23/10/2014
L'oeil de Glez. © Damien Glez
En pleine polémique européenne sur l’immigration, Daxe Dabré n’a pas honte de publier le livre "Je suis noir : j'ai honte...". Aiguillon salutaire dans le débat ou ramassis de clichés ?
Les Européens, singulièrement les Français, vivent dans la crainte de deux vagues qu’ils ont tendance à considérer comme un tsunami jumelé : un raz-de-marée incontrôlable de migrants clandestins et une déferlante de malades d’Ebola.
La première angoisse est nourrie par une cohabitation tendue dans la jungle de Calais et par les passages en force plus ou moins réussis de migrants, à Melilla ou Lampedusa.
La seconde phobie est alimentée par la compréhensible dramatisation des médias, quand bien même le paludisme tue bien plus que la fièvre hémorragique. Bien plus mais ailleurs…
>> Lire aussi : Plus de 3 000 migrants ont péri en Méditerranée depuis début 2014
Rien d’étonnant, donc, que "Le suicide français" d'Éric Zemmour fasse un tabac en librairie. Qu’importe les approximations de ce journaliste au positionnement politique rare.
Sa mélancolie alarmiste et ses airs de Nosferatu s’insinuent dans l’esprit de la ménagère de moins de cinquante ans. Faudra-t-il attendre que la fiction humanise l’immigré, le film "Samba" d’Eric Toledano et Olivier Nakache grimant l’un des "Français préféré des Français" en sans-papiers ?
L’infusion des idées de Zemmour n’a-t-elle pas déjà gagné, si l’on ne réalise qu’après coup avoir écrit qu’il fallait "humaniser" des humains ?
Le personnage incarné par Omar Sy est le prototype de l’immigré subsaharien. Est-ce la couleur de peau du comédien qui est "raccord" avec le personnage ou est-ce sa famille sénégalo-mauritanienne qui l’homologue dans un rôle qui devrait être militant ? Pas sûr que l’identité africaine soit garante des meilleurs mémoires en défense des sans-papiers.
>> Lire aussi notre interview d'Omar Sy : "Je ne suis pas un acteur noir"
Bien sûr, le reggaeman Zêdess mettait les pieds dans le plat éditorial de l’auteur du “suicide français” en chantant "Tests ADN / Tests de la haine / Avec des journalistes comme Eric Zemmour, la France décomplexée a encore de beaux jours".

++++++++

### Objectif
Citez mot pour mot le passage de la chronique sur l'immigration qui va de « La seconde phobie » à « des humains ? ».

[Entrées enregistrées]
++++++++

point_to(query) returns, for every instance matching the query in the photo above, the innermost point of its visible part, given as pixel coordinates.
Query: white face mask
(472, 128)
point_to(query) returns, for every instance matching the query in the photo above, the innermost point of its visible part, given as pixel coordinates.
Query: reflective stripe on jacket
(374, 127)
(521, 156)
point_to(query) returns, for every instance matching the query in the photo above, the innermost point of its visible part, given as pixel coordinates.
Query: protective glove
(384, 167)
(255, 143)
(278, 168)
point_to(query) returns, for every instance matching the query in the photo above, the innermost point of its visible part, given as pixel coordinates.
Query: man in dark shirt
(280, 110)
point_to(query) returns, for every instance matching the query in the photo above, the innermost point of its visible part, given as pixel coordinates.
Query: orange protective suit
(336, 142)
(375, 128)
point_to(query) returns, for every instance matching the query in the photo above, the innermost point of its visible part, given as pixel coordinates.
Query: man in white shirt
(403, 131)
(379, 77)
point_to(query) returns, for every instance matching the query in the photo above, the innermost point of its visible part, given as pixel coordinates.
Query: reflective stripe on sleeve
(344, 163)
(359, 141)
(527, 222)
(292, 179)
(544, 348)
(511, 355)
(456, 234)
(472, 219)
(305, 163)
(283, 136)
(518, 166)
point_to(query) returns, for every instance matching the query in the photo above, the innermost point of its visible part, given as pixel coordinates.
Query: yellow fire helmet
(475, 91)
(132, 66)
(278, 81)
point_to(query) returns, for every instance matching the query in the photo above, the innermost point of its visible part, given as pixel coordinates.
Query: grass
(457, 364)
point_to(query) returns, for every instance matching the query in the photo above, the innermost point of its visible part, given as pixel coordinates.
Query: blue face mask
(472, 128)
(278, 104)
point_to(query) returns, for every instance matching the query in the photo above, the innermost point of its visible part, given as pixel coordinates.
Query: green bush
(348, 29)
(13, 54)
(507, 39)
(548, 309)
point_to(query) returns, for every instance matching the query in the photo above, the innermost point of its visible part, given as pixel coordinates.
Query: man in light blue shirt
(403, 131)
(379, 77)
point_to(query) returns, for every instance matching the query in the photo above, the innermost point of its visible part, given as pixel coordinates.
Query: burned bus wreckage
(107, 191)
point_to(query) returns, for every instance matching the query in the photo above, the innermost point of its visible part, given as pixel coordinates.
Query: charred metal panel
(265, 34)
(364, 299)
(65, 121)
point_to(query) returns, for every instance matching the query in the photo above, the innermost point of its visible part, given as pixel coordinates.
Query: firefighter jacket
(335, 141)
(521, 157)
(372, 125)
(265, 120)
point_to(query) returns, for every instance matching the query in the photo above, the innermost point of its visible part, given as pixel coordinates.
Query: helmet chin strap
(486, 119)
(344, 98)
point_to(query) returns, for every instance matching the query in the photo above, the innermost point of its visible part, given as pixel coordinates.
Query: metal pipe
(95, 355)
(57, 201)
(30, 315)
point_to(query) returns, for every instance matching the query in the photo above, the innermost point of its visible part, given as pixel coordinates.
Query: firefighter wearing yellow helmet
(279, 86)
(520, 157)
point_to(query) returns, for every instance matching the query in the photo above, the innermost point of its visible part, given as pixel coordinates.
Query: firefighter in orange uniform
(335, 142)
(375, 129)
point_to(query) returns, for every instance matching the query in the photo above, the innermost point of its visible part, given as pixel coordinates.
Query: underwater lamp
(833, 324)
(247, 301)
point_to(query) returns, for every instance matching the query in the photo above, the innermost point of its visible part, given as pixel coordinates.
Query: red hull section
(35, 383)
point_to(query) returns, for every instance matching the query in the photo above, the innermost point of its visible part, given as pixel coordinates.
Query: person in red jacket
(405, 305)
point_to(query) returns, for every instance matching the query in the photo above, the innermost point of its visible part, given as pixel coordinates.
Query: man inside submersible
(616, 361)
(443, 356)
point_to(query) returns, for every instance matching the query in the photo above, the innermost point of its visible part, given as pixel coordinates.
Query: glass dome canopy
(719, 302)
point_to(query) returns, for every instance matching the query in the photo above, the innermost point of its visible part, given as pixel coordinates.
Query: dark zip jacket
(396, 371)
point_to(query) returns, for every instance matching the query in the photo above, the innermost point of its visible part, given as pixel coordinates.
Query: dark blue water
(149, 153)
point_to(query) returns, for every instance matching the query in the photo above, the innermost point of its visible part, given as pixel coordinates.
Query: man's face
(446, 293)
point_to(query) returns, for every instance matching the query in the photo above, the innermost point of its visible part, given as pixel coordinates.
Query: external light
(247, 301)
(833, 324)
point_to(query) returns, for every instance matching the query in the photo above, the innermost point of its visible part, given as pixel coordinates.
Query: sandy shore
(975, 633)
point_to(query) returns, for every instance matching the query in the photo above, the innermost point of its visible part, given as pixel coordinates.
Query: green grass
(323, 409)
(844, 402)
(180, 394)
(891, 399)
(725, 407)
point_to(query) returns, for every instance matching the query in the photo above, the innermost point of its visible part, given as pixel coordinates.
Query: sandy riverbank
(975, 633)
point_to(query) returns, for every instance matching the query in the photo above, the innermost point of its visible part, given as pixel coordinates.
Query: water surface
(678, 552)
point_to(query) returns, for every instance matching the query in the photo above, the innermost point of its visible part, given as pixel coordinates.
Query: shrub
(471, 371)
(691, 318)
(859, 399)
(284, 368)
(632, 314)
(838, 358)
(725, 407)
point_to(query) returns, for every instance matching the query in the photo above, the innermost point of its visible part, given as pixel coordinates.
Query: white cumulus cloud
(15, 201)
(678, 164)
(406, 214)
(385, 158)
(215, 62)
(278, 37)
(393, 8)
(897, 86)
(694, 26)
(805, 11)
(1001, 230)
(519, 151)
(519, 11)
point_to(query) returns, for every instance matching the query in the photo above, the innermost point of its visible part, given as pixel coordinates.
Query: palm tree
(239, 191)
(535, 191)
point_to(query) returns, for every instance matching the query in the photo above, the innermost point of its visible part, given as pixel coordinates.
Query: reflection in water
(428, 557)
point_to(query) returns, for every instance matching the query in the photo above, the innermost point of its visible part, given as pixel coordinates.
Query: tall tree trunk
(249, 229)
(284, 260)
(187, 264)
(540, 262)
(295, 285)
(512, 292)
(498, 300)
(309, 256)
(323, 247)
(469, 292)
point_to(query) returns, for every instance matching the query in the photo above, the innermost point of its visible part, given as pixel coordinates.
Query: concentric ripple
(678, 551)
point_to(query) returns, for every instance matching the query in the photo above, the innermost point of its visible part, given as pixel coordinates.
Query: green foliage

++++++++

### Réponse écrite
La seconde phobie est alimentée par la compréhensible dramatisation des médias, quand bien même le paludisme tue bien plus que la fièvre hémorragique. Bien plus mais ailleurs…
>> Lire aussi : Plus de 3 000 migrants ont péri en Méditerranée depuis début 2014
Rien d’étonnant, donc, que "Le suicide français" d'Éric Zemmour fasse un tabac en librairie. Qu’importe les approximations de ce journaliste au positionnement politique rare.
Sa mélancolie alarmiste et ses airs de Nosferatu s’insinuent dans l’esprit de la ménagère de moins de cinquante ans. Faudra-t-il attendre que la fiction humanise l’immigré, le film "Samba" d’Eric Toledano et Olivier Nakache grimant l’un des "Français préféré des Français" en sans-papiers ?
L’infusion des idées de Zemmour n’a-t-elle pas déjà gagné, si l’on ne réalise qu’après coup avoir écrit qu’il fallait "humaniser" des humains ?